Rewrite the listing below, changing "Per the spec" to "According to the spec" wherever it occurs and leaving every other line unchanged.

» **Data for the task**
-------------------------

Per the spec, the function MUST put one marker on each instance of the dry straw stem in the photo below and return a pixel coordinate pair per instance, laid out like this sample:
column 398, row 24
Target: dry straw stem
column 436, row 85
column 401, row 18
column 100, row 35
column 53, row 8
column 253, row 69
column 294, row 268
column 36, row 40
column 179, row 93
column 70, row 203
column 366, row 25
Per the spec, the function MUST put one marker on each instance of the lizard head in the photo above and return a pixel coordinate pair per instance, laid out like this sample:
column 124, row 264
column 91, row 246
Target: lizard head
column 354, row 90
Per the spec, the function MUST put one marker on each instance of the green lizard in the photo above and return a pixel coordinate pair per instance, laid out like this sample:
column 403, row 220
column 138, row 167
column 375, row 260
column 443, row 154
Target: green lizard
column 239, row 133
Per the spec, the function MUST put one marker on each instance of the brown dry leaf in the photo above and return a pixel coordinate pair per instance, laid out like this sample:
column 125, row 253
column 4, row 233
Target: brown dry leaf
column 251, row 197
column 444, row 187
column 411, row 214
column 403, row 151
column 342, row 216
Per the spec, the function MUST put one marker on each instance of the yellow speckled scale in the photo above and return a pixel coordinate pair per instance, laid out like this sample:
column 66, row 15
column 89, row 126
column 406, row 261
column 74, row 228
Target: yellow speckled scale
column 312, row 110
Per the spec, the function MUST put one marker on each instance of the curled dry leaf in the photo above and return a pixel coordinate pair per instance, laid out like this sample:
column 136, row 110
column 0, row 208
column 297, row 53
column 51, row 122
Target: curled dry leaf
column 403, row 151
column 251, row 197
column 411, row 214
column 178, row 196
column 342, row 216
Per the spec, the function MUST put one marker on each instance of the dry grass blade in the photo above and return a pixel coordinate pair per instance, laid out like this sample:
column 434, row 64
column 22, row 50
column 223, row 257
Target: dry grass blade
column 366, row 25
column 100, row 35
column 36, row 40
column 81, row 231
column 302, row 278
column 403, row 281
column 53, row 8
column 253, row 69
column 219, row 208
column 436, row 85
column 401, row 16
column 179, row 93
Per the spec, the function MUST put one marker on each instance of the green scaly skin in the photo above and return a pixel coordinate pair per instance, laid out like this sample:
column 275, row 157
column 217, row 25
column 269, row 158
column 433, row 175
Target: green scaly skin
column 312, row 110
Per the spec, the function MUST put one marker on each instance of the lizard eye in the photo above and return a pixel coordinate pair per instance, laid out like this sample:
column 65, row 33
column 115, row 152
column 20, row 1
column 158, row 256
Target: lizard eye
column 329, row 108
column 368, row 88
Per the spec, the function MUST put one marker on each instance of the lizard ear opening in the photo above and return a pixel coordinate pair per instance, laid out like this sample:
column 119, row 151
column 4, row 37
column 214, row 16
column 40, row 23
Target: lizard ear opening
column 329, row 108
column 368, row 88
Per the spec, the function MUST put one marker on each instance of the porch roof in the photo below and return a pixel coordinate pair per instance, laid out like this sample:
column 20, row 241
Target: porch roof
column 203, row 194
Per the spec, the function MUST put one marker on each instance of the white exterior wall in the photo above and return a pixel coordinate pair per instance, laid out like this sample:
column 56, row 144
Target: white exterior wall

-------------------------

» **The output**
According to the spec, the function MUST put one marker on each instance of the dry straw stem in the photo below and return a pixel coordinate pair per instance, laid out like this sample:
column 398, row 24
Target: dry straw stem
column 436, row 85
column 401, row 18
column 100, row 35
column 53, row 8
column 253, row 69
column 294, row 268
column 36, row 40
column 179, row 93
column 70, row 203
column 366, row 25
According to the spec, the function MUST put one marker on each instance of the lizard head in the photo above and return a pixel coordinate pair per instance, laid out like this sample:
column 124, row 264
column 91, row 246
Target: lizard head
column 354, row 90
According to the spec, the function MUST put one marker on each instance of the green lizard in the photo above and return a pixel coordinate pair per instance, laid out like this sample:
column 403, row 220
column 138, row 167
column 375, row 260
column 443, row 154
Target: green lizard
column 239, row 133
According to the spec, the function MUST put one marker on each instance of the brown dry leaf in the photo above and return a pixel coordinate pair per instance, laid out like this sample:
column 125, row 253
column 4, row 233
Target: brown dry leaf
column 251, row 197
column 444, row 187
column 411, row 214
column 403, row 151
column 342, row 216
According to the spec, the function MUST put one marker on each instance of the yellow speckled scale in the photo above and return a pixel coordinate pair per instance, laid out like this sample:
column 66, row 15
column 89, row 126
column 406, row 261
column 74, row 228
Target: yellow speckled scale
column 312, row 110
According to the spec, the function MUST put one marker on each instance of the curled dry leaf in the photo above and return a pixel coordinate pair per instance, laid out like this sample:
column 136, row 110
column 0, row 208
column 297, row 53
column 51, row 122
Target: curled dry leaf
column 403, row 151
column 251, row 197
column 411, row 214
column 178, row 196
column 342, row 216
According to the spec, the function MUST put one marker on each instance of the dry grass blade in the photo above and return a pixel coordinate pair per instance, laid out like this sample:
column 434, row 64
column 22, row 50
column 223, row 257
Target: dry grass blade
column 366, row 25
column 100, row 35
column 36, row 40
column 81, row 231
column 302, row 278
column 403, row 281
column 53, row 8
column 253, row 69
column 219, row 208
column 436, row 85
column 401, row 16
column 179, row 93
According to the spec, the function MUST put one marker on each instance of the green scaly skin in the photo above and return a pixel coordinate pair per instance, laid out like this sample:
column 275, row 157
column 217, row 25
column 269, row 158
column 433, row 175
Target: green scaly skin
column 312, row 110
According to the spec, the function MUST put one marker on each instance of the lizard eye in the photo above and return a pixel coordinate pair per instance, laid out like this sample:
column 65, row 33
column 115, row 152
column 20, row 1
column 158, row 256
Target: lizard eye
column 329, row 108
column 368, row 88
According to the spec, the function MUST put one marker on each instance of the lizard ear opening in the photo above and return a pixel coordinate pair per instance, laid out like this sample:
column 119, row 151
column 4, row 37
column 214, row 16
column 40, row 23
Target: lizard ear opening
column 329, row 108
column 368, row 88
According to the spec, the function MUST put one marker on each instance of the porch roof in the photo below and return a pixel coordinate pair per instance, laid out like this sample:
column 20, row 241
Target: porch roof
column 203, row 194
According to the spec, the function MUST put one marker on each instance of the white exterior wall in the photo above and return a pixel coordinate pair per instance, laid out like this sample:
column 56, row 144
Target: white exterior wall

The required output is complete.